* Records to use *
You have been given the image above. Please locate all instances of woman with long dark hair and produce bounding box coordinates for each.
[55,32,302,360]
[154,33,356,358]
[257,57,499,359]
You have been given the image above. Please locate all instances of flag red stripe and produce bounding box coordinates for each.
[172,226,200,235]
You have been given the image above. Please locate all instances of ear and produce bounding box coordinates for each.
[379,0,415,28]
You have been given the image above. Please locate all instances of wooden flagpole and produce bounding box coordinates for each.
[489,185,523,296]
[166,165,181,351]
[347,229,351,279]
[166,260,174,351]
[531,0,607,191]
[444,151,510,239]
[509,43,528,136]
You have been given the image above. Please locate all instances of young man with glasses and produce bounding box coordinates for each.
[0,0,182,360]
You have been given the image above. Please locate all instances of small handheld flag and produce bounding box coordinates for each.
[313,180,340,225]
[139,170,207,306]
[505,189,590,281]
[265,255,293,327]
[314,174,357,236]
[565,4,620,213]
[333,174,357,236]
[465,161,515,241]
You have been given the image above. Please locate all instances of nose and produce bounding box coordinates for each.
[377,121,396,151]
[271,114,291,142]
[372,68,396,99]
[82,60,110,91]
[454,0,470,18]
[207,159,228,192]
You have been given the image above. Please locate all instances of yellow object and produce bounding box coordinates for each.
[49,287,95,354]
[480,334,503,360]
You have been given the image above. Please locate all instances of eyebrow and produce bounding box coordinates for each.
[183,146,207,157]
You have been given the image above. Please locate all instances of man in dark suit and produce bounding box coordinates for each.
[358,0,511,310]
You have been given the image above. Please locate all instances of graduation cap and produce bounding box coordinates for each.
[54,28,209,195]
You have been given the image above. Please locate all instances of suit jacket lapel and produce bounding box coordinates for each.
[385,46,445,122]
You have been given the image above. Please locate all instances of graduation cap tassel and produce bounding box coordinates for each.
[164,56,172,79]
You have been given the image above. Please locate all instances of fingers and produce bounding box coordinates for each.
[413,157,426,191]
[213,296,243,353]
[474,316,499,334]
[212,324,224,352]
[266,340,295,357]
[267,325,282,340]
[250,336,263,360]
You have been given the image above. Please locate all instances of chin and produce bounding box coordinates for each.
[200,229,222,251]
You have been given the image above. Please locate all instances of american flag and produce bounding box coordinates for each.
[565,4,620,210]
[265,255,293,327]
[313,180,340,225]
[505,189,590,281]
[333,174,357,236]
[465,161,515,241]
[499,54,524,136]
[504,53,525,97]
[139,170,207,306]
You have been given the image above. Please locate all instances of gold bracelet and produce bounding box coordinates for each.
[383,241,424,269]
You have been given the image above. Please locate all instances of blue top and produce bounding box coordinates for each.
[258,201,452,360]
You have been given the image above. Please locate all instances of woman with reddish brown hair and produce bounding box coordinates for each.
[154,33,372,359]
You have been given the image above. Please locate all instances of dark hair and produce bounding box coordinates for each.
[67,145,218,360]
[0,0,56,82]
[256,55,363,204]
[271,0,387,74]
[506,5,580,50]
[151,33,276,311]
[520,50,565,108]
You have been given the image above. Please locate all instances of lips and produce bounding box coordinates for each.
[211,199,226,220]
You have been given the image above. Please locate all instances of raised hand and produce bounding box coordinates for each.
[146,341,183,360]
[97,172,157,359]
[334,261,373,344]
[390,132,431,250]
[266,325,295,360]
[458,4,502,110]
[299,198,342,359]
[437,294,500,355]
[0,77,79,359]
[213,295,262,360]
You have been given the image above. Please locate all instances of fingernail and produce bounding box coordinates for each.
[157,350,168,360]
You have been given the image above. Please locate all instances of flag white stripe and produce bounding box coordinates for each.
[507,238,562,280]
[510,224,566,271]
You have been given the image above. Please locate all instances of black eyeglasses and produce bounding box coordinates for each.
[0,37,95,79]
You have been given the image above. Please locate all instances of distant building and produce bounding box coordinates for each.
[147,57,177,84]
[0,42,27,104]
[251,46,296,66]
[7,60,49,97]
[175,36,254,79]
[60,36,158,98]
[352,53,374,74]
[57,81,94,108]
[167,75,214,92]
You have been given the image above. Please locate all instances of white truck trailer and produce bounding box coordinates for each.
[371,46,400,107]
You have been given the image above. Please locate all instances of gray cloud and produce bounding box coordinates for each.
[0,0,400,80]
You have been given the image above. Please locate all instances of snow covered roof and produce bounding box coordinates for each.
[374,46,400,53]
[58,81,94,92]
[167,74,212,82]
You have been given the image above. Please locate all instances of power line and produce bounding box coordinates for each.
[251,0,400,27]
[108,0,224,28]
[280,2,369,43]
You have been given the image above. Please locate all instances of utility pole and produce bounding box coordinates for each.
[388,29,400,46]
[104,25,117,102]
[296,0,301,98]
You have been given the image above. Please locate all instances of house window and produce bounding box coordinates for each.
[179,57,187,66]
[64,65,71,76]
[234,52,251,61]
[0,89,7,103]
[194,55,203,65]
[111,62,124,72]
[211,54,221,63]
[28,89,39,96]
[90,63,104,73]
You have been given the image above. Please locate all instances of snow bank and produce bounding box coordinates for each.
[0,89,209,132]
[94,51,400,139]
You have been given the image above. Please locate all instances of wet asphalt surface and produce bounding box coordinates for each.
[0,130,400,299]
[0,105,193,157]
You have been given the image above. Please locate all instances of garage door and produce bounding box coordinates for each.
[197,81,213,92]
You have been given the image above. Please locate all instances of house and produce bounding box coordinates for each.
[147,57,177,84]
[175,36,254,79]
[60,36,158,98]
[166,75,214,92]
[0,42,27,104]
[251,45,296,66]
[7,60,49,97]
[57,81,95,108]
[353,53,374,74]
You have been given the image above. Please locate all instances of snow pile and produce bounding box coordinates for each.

* Exercise *
Copy out everything in the records from the line containing "of flag white" down to the line containing "[0,0,400,80]", both of those lines included, reproducing each character as it stands.

* Answer *
You have been given the image above. Please locate all instances of flag white stripe and produce bounding box coordinates for each.
[507,238,562,280]
[510,224,566,271]
You have been given the image above. Please locate all instances of black eyeglasses and produce bounding box coordinates for each.
[0,37,95,79]
You have been given the image above. Please locate all instances of distant building and produce bounding box coordinates for each.
[147,57,177,84]
[0,42,27,104]
[251,46,296,66]
[7,60,49,97]
[175,36,254,79]
[60,36,158,98]
[352,53,374,74]
[57,81,94,108]
[167,75,214,92]
You have been given the image above. Please locate all instances of white truck trailer and produce bounding box coordinates for each.
[371,46,400,107]
You have been given the image above. Please locate all instances of gray cloud and produce bounding box coordinates for each.
[0,0,400,80]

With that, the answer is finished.